WHAT YOU WILL DO:
**a.** Translate this sentence from the pancreatic cancer text into Spanish: "The Columbia researchers advise that screening is not currently recommended for patients with an average risk of pancreatic cancer."
**b.** Repeat word for word the part of the pancreatic cancer text that begins at the words "- Polygenic risk" and stops after "served as Editor.".

READING TEXT:
In 2019, the National Comprehensive Cancer Network recommended that all individuals diagnosed with PDAC, regardless of age, family history, or ancestry, undergo multigene panel testing. In addition, genetic counseling and comprehensive germline testing with a multigene panel were recommended for first-degree relatives of individuals diagnosed with pancreatic cancer and individuals of a familial pancreatic cancer kindred.
“So much in the world of genetics depends on our collaborative efforts in identifying families and individuals at risk and then following them longitudinally to see whether screening recommendations makes a difference.” — Dr. Sheila Rustgi
Screening for High-Risk Individuals
The Columbia researchers advise that screening is not currently recommended for patients with an average risk of pancreatic cancer. The United States Preventive Services Task Force has found no evidence that screening or treatment of screen-detected pancreatic cancer improves disease-specific morbidity or mortality, or all-cause mortality.
However, experts have called for surveillance of high-risk individuals who generally have at least a 5-fold relative risk of PDAC, which primarily includes those with a familial or genetic predisposition. The benefits of surveillance in this population allow for the likelihood of downstaging the cancer, an important concern given how often PDAC is diagnosed at a metastatic stage. In a surveillance program, once a patient is identified as being at high risk for PDAC, they should be offered testing to identify high-grade dysplasia and early neoplasia when it can be resected and before it progresses.
Clinical Care Considerations
In their review, the Columbia researchers summarized the following key clinical care points:
- Precision treatment based on information from tumor and germline genetic testing can optimize treatment and outcomes for newly diagnosed pancreatic patients.
- Current guidelines recommend genetic testing for all newly diagnosed patients or their first-degree relatives if the affected patient cannot be tested.
- After identifying a mutation, cascade testing should be offered to all at-risk relatives; those who also carry the gene should be offered screening.
- If no pathogenic variant is identified but a patient is from a familial pancreatic cancer kindred (two family members with pancreatic cancer who are first-degree relatives), at-risk family members should be offered screening.
- Polygenic risk scores, where a number of single nucleotide polymorphisms may increase risk of pancreatic cancer, is an emerging tool that may be useful for risk stratification.
The Columbia team adds that further research of potential screening modalities, better assessment of additional risk factors to personalize surveillance, and the evaluation of continuing long-term surveillance data will help improve the management of high-risk individuals for the prevention and early detection of PDAC.
The published article by Dr. Kastrinos, Dr. Rustgi, and Ms. Hilfrank is the opening chapter of the book Inherited Gastrointestinal Cancers: Identification, Management, and the Role of Genetic Evaluating and Testing, An Issue of Gastrointestinal Endoscopy, for which Dr. Kastrinos served as Editor.
Familial Predisposition and Genetic Risk Factors Associated with Pancreatic Cancer. Rustgi SD, Hilfrank KJ, Kastrinos F. Gastrointestinal Endoscopy Clinics of North America. 2022 Jan;32(1):1-12.
Inherited Gastrointestinal Cancers: Identification, Management and the Role of Genetic Evaluation and Testing, An Issue of Gastrointestinal Endoscopy Clinics, 1st Edition. Ed: Fay Kastrinos. Elsevier. The Clinics: Internal Medicine, Volume 32-1. November 22, 2021.

EXTRACTED INFORMATION:
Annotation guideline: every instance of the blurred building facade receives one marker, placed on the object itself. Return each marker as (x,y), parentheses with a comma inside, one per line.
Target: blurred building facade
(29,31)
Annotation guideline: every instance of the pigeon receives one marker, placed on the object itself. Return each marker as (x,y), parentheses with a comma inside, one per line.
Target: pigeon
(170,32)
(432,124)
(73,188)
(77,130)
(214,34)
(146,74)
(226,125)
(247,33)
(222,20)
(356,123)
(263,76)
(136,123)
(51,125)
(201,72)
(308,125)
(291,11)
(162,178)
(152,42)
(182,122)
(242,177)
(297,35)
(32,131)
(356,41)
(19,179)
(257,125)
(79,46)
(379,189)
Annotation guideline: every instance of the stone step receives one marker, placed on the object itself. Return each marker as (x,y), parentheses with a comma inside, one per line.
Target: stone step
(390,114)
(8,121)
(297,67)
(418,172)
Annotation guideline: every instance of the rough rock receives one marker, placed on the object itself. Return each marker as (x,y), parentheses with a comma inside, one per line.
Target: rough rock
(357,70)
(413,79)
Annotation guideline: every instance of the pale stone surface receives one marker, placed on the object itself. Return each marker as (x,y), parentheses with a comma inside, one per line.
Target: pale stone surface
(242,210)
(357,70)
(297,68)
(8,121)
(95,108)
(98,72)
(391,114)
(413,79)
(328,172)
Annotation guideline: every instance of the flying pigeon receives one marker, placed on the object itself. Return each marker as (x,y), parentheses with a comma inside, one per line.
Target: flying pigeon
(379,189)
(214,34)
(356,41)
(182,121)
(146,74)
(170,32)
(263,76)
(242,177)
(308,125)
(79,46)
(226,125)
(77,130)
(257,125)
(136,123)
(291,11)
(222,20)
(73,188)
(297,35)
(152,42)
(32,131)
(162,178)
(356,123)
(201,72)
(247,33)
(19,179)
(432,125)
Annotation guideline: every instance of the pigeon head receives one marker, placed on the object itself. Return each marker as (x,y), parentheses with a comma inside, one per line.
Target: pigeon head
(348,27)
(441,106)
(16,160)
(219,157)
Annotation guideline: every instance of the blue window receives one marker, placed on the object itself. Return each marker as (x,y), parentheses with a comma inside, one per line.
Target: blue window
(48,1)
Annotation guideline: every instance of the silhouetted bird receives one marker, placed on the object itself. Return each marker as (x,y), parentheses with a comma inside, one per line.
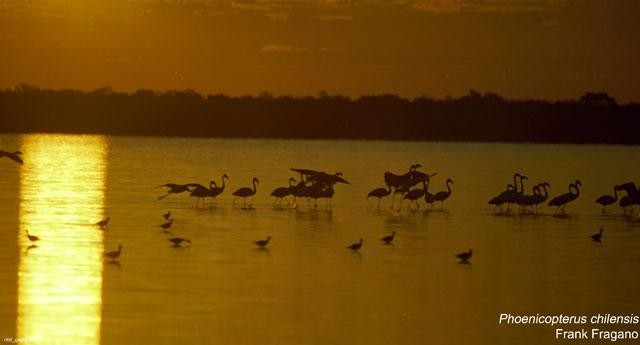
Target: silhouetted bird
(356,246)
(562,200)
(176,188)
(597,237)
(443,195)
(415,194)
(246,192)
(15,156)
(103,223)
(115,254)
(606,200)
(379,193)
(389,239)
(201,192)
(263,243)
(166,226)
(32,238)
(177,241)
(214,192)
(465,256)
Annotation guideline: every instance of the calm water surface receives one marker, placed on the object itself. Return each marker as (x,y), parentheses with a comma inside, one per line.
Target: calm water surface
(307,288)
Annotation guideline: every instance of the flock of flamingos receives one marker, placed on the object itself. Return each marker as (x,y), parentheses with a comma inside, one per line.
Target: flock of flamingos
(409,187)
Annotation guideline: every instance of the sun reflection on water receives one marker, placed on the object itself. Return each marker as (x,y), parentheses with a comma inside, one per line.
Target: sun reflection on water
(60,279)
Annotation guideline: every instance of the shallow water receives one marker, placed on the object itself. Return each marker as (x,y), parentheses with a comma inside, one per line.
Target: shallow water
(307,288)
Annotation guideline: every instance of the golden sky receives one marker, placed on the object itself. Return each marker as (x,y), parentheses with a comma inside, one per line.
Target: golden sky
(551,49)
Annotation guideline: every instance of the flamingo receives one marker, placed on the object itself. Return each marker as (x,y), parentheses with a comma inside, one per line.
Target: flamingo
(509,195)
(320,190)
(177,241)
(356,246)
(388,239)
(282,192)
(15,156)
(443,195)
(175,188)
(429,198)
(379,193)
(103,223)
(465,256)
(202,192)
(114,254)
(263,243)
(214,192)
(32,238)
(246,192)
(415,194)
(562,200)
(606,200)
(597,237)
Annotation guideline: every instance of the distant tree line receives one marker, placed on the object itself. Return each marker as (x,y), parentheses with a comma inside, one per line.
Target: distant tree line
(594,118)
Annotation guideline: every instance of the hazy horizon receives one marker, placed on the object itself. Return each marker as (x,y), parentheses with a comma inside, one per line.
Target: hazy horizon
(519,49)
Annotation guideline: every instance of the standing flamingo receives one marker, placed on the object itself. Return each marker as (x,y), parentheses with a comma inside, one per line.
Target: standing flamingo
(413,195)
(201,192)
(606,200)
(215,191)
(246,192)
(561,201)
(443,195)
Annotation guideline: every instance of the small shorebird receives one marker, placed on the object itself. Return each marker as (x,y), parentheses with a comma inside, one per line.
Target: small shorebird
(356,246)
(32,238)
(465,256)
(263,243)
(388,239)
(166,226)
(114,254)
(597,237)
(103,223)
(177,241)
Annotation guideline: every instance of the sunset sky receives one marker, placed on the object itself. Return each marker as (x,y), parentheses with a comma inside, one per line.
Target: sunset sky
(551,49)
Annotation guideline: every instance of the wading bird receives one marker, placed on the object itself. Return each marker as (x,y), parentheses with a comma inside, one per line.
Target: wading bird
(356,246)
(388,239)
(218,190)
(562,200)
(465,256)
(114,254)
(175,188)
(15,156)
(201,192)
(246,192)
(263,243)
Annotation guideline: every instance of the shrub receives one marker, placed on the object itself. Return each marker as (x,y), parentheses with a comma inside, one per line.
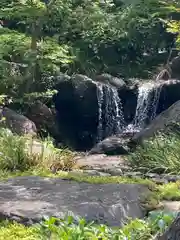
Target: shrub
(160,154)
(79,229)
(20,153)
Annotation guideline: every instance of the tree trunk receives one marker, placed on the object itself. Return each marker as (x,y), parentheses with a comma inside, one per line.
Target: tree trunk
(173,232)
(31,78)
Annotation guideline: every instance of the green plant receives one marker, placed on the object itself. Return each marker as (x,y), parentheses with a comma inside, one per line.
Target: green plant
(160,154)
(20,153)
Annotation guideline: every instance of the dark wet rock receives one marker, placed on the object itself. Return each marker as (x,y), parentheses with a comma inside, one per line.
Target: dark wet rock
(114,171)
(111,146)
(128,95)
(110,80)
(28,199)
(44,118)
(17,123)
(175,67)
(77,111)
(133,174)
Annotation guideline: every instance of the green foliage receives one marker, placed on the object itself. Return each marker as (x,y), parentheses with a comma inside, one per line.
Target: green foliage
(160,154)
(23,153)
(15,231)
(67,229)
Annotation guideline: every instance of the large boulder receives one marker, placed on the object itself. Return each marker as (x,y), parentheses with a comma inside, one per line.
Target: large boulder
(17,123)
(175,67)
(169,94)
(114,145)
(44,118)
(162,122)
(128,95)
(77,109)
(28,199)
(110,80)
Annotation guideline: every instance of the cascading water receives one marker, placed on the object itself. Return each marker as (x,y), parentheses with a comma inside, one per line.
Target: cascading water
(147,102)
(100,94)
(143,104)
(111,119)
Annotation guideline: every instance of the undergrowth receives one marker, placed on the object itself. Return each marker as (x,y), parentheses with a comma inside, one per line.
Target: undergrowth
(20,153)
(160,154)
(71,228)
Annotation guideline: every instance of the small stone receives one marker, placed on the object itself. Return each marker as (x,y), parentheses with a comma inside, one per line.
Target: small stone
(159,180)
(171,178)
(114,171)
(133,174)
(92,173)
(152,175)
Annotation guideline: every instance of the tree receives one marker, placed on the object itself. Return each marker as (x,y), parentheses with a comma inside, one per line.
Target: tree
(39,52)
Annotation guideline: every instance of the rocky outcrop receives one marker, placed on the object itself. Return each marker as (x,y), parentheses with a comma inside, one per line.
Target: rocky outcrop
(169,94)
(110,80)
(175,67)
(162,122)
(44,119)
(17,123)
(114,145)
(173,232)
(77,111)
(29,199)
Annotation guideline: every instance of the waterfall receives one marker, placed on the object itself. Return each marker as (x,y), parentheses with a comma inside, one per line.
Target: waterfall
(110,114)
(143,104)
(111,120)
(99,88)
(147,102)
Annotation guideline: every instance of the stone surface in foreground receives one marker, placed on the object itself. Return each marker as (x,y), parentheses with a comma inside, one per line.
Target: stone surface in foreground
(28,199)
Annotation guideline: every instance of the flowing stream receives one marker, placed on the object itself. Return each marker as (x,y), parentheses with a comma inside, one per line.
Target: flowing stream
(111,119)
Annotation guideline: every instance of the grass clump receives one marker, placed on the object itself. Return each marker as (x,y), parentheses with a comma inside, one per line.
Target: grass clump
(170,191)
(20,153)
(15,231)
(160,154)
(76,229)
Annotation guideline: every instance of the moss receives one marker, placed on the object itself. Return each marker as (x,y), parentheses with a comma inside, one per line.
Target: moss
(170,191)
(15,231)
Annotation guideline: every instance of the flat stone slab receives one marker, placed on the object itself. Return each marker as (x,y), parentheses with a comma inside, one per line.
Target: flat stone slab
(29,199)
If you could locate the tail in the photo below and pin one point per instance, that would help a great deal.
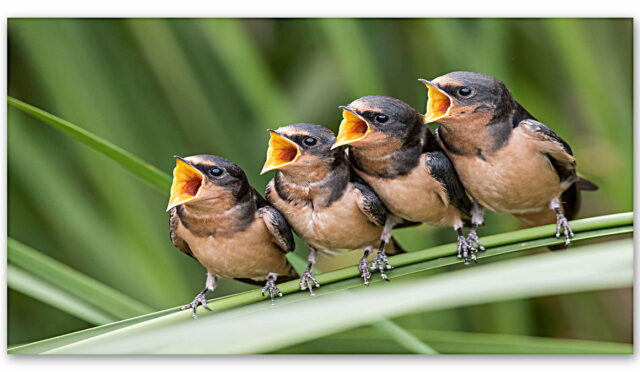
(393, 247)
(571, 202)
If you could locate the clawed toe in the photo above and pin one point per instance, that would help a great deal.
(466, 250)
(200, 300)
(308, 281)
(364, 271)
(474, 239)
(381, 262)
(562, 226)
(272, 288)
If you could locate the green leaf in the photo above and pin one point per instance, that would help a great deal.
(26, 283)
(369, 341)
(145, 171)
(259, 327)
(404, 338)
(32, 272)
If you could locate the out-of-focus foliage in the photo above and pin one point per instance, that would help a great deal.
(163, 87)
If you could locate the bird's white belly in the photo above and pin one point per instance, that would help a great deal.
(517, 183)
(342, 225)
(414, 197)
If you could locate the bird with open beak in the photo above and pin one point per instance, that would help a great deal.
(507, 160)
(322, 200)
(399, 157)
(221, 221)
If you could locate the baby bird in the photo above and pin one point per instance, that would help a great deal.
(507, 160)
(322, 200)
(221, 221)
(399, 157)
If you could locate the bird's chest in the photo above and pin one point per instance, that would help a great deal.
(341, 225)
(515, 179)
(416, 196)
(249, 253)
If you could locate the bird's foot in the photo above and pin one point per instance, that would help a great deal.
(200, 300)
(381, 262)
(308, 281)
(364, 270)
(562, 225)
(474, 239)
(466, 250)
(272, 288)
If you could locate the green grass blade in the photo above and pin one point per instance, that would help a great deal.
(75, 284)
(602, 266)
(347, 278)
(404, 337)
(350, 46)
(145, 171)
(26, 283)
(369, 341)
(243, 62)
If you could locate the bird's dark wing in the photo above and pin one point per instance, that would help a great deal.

LIST OF ANSWERS:
**a.** Los investigadores de Columbia señalan que actualmente no se recomienda el cribado para pacientes con un riesgo promedio de cáncer de páncreas.

**b.**
- Polygenic risk scores, where a number of single nucleotide polymorphisms may increase risk of pancreatic cancer, is an emerging tool that may be useful for risk stratification.
The Columbia team adds that further research of potential screening modalities, better assessment of additional risk factors to personalize surveillance, and the evaluation of continuing long-term surveillance data will help improve the management of high-risk individuals for the prevention and early detection of PDAC.
The published article by Dr. Kastrinos, Dr. Rustgi, and Ms. Hilfrank is the opening chapter of the book Inherited Gastrointestinal Cancers: Identification, Management, and the Role of Genetic Evaluating and Testing, An Issue of Gastrointestinal Endoscopy, for which Dr. Kastrinos served as Editor.